■ Problem set ■
1) In the abstract below on FtsA and ZipA, which surface of FtsA is identified as a key interface for the interaction with ZipA?
2) Please explain, in one to three sentences, why the abstract below on FtsA and ZipA suggests that ZipA may normally disrupt FtsA oligomers.

■ Document text ■
>>>

Direct Interaction between the Two Z Ring Membrane Anchors FtsA and ZipA.

The initiation of cell division requires three proteins, FtsZ, FtsA, and ZipA, which assemble in a dynamic ring-like structure at midcell. Along with the transmembrane protein ZipA, the actin-like FtsA helps to tether treadmilling polymers of tubulin-like FtsZ to the membrane. In addition to forming homo-oligomers, FtsA and ZipA interact directly with the C-terminal conserved domain of FtsZ. Gain-of-function mutants of FtsA are deficient in forming oligomers and can bypass the need for ZipA, suggesting that ZipA may normally function to disrupt FtsA oligomers, although no direct interaction between FtsA and ZipA has been reported. Here, we use cross-linking to show that FtsA and ZipA indeed interact directly. We identify the exposed surface of FtsA helix 7, which also participates in binding to ATP through its internal surface, as a key interface needed for the interaction with ZipA. This interaction suggests that FtsZ's membrane tethers may regulate each other's activities. To divide, most bacteria first construct a protein machine at the plane of division and then recruit the machinery that will synthesize the division septum. In , this first stage involves the assembly of FtsZ polymers at midcell, which directly bind to membrane-associated proteins FtsA and ZipA to form a discontinuous ring structure. Although FtsZ directly binds both FtsA and ZipA, it is unclear why FtsZ requires two separate membrane tethers. Here, we uncover a new direct interaction between the tethers, which involves a helix within FtsA that is adjacent to its ATP binding pocket. Our findings imply that in addition to their known roles as FtsZ membrane anchors, FtsA and ZipA may regulate each other's structure and function.

<<<

■ Source information ■
>>>

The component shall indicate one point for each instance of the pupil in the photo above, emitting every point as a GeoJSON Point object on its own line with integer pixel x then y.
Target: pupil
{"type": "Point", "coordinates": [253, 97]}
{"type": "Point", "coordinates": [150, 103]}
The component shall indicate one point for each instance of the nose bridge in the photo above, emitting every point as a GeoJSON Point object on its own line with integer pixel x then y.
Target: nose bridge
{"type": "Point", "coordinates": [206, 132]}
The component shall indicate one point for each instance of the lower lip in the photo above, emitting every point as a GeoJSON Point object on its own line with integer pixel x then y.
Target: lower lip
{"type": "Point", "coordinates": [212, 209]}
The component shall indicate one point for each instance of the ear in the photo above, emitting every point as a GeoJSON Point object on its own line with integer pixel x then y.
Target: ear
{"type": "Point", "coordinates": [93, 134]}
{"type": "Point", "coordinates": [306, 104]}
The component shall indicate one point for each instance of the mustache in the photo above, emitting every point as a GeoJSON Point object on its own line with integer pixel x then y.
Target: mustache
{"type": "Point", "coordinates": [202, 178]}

<<<

■ Answer list ■
1) The exposed surface of FtsA helix 7.

2) Gain-of-function FtsA mutants are deficient in forming oligomers and can bypass the need for ZipA. This suggests that ZipA's usual role may be to break up FtsA oligomers.